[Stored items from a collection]
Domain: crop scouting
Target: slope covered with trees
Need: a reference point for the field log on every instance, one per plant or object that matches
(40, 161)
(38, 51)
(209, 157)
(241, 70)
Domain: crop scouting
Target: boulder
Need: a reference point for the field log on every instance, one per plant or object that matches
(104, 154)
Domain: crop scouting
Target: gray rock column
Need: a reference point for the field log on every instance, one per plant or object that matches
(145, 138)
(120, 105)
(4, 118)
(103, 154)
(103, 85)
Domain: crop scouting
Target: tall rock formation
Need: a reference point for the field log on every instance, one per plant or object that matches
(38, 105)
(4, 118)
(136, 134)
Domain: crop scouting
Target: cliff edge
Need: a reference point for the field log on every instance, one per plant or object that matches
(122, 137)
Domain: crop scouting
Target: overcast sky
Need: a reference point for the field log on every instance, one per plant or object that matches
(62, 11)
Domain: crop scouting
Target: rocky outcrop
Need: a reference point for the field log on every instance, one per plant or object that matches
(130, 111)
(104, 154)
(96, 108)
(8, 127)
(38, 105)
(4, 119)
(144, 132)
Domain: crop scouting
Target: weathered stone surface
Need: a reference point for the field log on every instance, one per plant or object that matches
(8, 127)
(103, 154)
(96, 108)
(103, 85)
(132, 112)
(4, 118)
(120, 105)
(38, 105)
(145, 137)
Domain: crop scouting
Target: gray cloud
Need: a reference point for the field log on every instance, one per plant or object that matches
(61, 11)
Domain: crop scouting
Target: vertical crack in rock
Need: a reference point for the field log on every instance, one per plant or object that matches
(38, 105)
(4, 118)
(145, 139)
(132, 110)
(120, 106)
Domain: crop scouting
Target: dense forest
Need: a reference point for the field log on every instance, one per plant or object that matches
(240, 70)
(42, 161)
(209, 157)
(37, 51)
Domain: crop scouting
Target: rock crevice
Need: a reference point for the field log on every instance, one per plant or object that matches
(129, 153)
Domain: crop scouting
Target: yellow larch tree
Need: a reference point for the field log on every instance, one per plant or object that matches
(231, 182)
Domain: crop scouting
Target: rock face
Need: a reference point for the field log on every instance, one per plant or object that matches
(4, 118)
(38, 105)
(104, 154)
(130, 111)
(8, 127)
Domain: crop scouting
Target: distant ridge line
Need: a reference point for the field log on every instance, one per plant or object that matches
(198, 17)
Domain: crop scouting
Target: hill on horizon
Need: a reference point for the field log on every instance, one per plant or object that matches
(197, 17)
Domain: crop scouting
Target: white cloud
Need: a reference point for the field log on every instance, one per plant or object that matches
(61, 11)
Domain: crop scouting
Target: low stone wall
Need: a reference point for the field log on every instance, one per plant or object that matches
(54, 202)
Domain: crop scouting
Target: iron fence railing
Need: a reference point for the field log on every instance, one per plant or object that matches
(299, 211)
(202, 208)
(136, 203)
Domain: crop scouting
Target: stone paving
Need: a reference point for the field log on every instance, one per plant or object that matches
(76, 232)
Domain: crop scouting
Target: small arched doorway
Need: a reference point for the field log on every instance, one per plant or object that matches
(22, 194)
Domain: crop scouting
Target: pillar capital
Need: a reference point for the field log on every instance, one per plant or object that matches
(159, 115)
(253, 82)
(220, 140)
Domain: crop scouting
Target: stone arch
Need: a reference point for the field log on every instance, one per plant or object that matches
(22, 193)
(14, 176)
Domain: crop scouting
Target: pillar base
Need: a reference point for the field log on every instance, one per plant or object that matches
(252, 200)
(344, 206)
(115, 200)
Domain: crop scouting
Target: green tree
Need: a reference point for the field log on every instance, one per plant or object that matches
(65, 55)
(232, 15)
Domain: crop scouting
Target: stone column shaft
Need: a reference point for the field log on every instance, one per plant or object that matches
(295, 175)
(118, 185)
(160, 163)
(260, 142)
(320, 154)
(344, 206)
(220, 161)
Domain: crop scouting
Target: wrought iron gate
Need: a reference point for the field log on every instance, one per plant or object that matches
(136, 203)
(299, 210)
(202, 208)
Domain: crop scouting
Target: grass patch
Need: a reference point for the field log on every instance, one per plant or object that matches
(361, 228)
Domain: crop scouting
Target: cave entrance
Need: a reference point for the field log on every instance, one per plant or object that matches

■ Given problem ■
Please report how many lines of the records above contain the word "gray", treating case as significant. Give only the number.

■ Written solution ■
2